* Problem details *
Duplicate the lines of the entries below from the one containing "Highlight large wall mirror." through the one containing "left=652, top=235, right=681, bottom=261", inclusive.

* Given records *

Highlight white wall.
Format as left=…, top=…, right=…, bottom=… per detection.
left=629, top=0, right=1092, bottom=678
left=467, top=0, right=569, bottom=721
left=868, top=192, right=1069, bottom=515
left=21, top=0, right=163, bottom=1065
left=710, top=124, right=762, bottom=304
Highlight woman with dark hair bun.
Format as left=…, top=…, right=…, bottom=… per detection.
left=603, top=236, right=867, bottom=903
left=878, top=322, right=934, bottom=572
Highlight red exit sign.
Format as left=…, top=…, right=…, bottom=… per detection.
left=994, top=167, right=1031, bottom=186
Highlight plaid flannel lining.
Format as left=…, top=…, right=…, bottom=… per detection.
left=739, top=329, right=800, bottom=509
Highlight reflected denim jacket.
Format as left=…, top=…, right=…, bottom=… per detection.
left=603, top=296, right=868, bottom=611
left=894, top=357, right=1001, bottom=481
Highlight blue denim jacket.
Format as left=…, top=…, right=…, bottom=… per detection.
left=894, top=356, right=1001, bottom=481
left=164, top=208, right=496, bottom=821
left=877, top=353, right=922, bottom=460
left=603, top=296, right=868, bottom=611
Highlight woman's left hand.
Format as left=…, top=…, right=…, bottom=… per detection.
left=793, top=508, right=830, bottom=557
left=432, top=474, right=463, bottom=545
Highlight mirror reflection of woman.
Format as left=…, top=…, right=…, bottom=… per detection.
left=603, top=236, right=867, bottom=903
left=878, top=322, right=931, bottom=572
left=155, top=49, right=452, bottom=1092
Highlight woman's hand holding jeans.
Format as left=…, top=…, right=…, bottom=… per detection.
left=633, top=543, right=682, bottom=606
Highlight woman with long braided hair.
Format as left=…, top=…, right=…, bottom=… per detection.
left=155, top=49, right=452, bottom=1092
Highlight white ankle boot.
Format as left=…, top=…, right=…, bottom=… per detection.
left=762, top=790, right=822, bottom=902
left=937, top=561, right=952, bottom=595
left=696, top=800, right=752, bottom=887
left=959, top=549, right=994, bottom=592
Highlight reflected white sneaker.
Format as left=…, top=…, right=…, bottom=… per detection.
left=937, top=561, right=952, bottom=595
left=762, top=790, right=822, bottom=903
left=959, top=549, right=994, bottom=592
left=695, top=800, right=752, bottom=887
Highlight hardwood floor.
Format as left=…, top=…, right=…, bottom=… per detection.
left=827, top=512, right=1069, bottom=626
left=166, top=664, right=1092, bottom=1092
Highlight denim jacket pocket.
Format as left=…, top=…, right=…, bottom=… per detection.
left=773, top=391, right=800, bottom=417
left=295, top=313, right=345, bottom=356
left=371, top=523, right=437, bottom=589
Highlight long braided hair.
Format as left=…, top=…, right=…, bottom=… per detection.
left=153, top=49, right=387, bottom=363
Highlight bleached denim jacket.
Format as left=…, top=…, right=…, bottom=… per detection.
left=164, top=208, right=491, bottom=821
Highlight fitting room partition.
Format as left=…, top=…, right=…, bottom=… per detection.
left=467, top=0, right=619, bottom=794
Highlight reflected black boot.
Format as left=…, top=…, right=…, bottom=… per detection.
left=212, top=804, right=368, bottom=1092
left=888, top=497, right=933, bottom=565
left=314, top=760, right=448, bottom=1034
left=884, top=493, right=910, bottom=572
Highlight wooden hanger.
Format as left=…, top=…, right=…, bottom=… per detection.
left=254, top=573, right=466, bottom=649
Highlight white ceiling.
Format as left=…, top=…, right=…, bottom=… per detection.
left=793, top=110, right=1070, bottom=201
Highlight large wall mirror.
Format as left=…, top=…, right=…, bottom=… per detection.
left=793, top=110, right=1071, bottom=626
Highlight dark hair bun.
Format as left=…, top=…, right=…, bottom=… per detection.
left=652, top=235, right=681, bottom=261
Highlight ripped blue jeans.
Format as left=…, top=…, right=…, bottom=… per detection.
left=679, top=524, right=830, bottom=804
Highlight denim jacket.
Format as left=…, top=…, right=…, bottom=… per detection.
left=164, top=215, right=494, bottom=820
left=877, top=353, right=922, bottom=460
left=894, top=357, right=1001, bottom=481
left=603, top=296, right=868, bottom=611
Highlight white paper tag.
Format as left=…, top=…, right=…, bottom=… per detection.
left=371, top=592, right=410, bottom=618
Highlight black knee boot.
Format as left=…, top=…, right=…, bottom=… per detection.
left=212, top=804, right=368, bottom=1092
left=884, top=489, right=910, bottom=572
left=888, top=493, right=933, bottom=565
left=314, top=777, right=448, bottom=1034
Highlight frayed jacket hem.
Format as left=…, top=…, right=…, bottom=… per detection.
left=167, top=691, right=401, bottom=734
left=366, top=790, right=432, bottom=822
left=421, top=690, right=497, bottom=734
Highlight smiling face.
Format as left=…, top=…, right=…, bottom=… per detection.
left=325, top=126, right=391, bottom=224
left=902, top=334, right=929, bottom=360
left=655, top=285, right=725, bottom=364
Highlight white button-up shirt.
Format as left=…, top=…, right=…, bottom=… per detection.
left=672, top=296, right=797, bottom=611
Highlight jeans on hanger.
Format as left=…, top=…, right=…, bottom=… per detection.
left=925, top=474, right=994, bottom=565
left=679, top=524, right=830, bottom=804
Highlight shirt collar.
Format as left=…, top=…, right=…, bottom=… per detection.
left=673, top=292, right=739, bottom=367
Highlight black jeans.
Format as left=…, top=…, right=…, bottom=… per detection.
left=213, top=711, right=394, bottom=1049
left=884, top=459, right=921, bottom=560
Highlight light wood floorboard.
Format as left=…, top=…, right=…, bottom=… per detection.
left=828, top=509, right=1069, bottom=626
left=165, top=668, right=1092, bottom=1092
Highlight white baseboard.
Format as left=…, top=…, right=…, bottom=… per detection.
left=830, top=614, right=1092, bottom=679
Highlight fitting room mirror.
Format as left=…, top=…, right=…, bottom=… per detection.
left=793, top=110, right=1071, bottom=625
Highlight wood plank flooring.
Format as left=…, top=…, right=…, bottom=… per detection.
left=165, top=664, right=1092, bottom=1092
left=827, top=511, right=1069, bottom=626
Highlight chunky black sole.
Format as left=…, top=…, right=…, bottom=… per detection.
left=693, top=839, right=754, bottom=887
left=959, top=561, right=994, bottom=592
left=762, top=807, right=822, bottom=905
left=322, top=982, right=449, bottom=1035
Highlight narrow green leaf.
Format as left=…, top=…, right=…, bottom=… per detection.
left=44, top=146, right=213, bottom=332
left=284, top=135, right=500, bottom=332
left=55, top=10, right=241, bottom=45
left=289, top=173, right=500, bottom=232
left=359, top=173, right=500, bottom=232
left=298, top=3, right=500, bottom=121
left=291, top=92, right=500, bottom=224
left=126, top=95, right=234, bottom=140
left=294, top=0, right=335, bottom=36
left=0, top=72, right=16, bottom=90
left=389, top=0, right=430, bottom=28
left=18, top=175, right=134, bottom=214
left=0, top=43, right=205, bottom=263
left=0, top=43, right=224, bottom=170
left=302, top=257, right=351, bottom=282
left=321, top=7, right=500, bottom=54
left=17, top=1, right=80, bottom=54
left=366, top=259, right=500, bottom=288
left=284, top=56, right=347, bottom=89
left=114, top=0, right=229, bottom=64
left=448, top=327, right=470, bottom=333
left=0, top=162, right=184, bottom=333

* The completed task *
Highlight large wall mirror.
Format as left=…, top=…, right=…, bottom=… per detection.
left=793, top=110, right=1071, bottom=626
Highlight dark hair bun.
Format as left=…, top=…, right=…, bottom=… per detection.
left=652, top=235, right=681, bottom=261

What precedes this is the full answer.